#### Extract

********************

And, as we left, it continued. To be honest, I wanted out at that point, but I was bloody starving, and I finally felt like my stomach was ready for proper food. We’d spoken briefly about getting something to eat, and after some very minor persuasion, I was convinced to go and get some Chinese food in Chinatown. Being a Londoner with a working knowledge of where and where not to go, we were safe from food poisoning.


They say the two things you should never talk about on a date are religion and politics. I should have probably written that on my hand at some point. Sara started to ask me about my job, and conversation turned to why we were in the shit as a country, and more questions led to me (quite happily, being that I didn’t want to hear about how the MC/Compare was awful again) explaining my theories on a changing world, the emerging east, and the west’s failure to grasp that it isn’t the dominant political and economic power it once was.

********************

#### Given records
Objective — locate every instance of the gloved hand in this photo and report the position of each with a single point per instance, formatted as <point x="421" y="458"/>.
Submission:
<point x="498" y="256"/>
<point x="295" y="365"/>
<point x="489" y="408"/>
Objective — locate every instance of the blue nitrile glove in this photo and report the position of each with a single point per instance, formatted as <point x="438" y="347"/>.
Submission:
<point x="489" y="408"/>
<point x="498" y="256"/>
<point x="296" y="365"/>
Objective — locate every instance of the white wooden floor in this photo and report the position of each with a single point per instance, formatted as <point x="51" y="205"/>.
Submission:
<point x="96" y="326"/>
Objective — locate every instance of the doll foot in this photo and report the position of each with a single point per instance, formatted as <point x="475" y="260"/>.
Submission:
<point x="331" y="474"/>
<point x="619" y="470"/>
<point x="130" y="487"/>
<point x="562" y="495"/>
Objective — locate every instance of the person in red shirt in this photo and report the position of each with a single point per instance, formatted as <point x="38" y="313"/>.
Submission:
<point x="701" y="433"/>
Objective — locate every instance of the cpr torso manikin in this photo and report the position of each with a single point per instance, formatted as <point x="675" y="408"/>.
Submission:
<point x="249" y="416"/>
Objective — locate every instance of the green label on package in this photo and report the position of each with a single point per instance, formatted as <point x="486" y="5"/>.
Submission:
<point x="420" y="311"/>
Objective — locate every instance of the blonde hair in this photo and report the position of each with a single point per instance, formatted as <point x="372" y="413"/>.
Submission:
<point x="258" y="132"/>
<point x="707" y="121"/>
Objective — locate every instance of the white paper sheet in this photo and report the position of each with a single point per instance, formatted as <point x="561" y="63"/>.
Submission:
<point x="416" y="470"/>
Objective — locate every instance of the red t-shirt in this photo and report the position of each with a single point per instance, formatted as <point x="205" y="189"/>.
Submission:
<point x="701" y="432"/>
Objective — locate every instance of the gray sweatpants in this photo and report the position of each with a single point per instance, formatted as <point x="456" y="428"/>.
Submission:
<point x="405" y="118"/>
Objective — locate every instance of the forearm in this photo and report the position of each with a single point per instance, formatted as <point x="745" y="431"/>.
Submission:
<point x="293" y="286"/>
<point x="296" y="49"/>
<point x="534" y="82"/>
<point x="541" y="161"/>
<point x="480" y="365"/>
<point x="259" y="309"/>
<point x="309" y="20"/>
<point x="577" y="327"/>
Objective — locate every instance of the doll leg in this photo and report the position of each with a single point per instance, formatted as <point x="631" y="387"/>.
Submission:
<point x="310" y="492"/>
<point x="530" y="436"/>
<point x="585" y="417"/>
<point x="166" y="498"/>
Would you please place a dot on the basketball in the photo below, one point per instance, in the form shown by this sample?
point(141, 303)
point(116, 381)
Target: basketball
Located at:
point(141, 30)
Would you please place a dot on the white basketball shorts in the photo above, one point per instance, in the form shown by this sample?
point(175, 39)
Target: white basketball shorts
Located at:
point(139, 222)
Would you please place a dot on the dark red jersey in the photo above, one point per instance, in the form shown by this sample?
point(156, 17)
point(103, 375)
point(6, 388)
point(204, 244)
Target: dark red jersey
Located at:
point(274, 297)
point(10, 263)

********************

#### Problems and tasks
• A. List each subject of the theories the narrator explained in the date excerpt.
• B. Change "dark red jersey" to "maroon jersey" in the part of the records that opens with the line containing "Would you please place a dot on the dark" and runs through the end of the records. Give that part again with nothing else altered.

#### Answers to the exercise
• A.
- a changing world
- the emerging east
- the west's failure to grasp that it isn't the dominant political and economic power it once was

• B.
Would you please place a dot on the maroon jersey in the photo above, one point per instance, in the form shown by this sample?
point(156, 17)
point(103, 375)
point(6, 388)
point(204, 244)
Target: maroon jersey
Located at:
point(274, 297)
point(10, 263)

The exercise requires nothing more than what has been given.